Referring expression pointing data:

####################

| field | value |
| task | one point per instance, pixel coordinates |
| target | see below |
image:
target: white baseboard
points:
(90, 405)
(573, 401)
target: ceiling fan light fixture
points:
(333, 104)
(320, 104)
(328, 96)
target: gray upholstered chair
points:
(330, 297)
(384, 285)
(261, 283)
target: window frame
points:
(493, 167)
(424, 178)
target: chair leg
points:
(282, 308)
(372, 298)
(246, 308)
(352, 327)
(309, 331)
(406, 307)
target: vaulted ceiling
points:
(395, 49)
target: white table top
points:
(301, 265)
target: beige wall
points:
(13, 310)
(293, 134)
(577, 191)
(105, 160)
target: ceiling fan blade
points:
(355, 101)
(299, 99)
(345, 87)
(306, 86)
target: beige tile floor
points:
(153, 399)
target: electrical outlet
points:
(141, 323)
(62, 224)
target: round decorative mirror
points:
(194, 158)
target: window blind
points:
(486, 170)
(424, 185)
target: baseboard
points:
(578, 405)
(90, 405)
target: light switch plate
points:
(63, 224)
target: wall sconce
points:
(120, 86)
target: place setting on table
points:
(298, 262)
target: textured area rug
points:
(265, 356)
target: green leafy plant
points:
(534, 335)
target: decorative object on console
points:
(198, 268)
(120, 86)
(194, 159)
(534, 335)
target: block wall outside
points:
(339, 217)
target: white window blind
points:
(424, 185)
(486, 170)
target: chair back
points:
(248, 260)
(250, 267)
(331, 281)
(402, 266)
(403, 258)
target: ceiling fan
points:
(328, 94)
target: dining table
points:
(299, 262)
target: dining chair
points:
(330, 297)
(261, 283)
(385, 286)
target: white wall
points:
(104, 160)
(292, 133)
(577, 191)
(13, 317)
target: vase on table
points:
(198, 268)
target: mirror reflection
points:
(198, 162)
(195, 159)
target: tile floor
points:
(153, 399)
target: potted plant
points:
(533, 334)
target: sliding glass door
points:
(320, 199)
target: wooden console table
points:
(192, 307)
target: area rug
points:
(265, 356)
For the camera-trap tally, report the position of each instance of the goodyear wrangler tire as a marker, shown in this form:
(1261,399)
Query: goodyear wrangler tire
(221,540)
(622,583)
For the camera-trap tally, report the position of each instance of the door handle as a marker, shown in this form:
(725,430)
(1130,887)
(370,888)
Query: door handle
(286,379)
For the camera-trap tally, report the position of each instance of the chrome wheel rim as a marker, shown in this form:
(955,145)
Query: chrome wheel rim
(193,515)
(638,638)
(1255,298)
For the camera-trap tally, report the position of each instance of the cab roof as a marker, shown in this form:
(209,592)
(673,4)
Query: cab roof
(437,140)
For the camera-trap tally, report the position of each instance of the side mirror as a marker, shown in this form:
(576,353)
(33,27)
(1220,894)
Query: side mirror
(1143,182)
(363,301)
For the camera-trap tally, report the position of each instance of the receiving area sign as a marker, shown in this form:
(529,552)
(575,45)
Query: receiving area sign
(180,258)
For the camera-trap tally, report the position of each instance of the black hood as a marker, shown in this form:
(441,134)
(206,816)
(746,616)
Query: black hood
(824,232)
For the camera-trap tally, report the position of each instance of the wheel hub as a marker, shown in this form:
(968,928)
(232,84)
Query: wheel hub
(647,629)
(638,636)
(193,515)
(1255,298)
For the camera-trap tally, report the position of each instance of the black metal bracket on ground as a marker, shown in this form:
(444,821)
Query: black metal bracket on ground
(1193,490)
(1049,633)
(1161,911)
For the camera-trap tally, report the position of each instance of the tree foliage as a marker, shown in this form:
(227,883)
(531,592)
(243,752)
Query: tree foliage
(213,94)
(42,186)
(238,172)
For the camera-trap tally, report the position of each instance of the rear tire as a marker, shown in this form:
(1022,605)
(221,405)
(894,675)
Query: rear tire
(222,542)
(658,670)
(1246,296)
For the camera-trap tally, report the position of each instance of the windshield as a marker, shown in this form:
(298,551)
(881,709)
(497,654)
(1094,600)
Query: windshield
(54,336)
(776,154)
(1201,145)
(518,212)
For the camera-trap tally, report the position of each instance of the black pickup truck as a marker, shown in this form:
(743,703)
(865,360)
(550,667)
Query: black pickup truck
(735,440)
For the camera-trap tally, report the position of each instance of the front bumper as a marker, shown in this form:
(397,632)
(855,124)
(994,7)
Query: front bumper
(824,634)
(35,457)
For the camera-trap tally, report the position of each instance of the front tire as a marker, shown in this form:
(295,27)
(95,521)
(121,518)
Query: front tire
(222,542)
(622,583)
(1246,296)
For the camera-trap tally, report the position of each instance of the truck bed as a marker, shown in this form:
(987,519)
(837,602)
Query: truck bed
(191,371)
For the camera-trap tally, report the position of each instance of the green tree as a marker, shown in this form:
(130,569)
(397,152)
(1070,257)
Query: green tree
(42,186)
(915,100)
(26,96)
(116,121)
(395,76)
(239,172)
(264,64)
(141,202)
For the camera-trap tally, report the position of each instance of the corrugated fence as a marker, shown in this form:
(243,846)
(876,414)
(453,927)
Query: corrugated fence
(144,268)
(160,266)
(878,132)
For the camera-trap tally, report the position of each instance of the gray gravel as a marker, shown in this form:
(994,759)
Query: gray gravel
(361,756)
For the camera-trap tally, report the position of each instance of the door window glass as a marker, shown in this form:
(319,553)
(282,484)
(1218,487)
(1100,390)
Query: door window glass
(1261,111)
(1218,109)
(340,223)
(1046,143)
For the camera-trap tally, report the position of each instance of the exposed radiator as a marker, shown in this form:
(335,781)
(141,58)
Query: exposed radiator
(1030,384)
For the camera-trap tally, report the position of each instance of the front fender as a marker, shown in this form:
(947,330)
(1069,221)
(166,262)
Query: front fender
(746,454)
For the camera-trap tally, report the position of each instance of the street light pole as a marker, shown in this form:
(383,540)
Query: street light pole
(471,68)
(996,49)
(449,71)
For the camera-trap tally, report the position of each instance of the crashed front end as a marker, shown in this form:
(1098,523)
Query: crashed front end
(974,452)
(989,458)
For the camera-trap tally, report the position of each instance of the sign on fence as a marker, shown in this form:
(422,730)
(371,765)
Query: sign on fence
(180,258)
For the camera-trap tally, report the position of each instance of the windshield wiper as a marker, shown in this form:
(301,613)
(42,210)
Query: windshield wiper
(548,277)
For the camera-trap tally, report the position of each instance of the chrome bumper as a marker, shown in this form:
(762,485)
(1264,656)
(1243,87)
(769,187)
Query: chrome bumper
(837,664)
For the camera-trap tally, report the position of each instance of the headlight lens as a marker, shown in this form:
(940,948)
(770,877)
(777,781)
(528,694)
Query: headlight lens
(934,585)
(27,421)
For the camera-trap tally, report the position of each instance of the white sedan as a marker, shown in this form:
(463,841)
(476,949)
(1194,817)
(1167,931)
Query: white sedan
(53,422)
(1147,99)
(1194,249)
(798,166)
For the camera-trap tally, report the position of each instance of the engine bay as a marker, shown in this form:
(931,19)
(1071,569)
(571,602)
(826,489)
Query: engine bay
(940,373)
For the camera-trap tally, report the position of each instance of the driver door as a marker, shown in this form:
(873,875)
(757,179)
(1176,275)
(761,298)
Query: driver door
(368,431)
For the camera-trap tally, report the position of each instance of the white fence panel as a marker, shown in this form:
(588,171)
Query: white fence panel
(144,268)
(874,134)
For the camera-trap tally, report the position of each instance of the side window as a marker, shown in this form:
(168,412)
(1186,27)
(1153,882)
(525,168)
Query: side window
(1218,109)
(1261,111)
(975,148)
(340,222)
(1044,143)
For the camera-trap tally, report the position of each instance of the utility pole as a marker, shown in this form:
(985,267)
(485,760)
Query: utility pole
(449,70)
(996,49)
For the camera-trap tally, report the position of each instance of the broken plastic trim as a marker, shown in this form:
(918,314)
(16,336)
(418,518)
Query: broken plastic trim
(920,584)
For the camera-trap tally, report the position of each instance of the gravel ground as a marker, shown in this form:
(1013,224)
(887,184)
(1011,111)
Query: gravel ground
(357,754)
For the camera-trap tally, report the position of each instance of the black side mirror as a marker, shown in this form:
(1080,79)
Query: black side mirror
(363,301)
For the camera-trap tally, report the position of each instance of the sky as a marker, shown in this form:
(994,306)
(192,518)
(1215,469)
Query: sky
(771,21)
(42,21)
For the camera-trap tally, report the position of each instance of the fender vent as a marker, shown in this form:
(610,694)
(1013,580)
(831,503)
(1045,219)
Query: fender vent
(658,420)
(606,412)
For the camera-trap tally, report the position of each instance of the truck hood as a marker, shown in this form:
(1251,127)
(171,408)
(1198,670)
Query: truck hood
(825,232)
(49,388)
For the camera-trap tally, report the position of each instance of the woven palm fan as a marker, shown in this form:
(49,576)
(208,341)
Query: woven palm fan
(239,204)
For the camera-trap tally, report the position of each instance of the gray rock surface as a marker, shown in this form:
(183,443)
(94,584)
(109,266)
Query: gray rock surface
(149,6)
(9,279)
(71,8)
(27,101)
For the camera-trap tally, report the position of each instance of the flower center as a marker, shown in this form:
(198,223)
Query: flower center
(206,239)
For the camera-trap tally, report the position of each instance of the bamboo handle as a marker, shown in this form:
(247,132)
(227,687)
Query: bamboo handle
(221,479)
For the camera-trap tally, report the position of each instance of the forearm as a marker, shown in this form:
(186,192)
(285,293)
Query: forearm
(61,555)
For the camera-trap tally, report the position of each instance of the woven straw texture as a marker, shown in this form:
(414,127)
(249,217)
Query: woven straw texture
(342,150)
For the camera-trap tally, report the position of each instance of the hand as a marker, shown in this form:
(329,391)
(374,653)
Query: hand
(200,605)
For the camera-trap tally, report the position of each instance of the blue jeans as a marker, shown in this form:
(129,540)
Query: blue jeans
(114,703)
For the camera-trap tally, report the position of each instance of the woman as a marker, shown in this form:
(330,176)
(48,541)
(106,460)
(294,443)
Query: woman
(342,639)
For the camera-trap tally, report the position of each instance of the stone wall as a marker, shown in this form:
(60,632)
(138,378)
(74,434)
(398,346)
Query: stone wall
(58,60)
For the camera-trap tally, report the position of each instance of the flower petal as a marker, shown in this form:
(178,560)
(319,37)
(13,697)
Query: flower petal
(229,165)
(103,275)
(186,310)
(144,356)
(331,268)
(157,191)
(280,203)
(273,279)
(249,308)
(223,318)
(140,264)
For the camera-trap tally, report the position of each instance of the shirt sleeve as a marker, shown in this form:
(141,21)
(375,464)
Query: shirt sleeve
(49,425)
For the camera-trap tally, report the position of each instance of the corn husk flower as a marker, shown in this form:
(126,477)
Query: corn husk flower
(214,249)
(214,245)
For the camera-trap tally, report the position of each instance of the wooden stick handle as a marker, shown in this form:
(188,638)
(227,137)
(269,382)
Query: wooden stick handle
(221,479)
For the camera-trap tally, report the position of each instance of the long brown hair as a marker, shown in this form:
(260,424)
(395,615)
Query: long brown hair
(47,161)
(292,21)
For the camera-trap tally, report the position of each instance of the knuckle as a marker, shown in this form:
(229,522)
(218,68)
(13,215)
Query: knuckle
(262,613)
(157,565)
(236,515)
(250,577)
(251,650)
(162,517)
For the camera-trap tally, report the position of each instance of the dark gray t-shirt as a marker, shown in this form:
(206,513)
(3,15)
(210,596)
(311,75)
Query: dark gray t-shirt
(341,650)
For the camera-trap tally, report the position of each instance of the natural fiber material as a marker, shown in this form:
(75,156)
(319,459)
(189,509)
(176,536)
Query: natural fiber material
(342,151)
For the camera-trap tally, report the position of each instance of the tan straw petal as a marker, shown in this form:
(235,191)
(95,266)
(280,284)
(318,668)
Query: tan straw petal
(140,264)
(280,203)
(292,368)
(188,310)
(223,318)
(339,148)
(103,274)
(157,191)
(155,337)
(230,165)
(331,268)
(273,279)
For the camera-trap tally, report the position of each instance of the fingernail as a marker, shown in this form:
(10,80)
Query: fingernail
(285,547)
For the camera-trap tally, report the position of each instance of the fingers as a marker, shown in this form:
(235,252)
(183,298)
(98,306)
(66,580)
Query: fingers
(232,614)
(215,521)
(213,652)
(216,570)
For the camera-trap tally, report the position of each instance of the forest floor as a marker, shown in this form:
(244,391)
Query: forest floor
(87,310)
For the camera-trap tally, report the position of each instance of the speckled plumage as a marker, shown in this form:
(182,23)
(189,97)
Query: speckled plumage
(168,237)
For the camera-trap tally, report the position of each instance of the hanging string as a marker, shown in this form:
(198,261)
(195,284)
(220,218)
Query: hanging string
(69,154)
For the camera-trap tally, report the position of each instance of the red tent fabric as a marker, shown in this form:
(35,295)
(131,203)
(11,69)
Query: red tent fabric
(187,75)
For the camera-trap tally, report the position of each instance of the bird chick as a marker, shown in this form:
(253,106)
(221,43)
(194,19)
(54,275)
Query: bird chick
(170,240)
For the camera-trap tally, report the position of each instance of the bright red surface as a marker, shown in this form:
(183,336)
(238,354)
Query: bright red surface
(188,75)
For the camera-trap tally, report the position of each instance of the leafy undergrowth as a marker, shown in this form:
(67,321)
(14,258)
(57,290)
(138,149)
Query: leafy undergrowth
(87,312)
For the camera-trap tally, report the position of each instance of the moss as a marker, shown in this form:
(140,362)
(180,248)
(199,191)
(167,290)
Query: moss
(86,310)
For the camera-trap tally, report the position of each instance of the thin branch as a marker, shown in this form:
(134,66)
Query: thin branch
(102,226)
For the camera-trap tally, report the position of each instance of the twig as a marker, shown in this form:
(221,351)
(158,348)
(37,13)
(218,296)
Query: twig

####################

WHAT THE TASK ASKS: Report every line of the entries that carries the word "dining".

THE COMPLETED TASK:
target: dining table
target: dining chair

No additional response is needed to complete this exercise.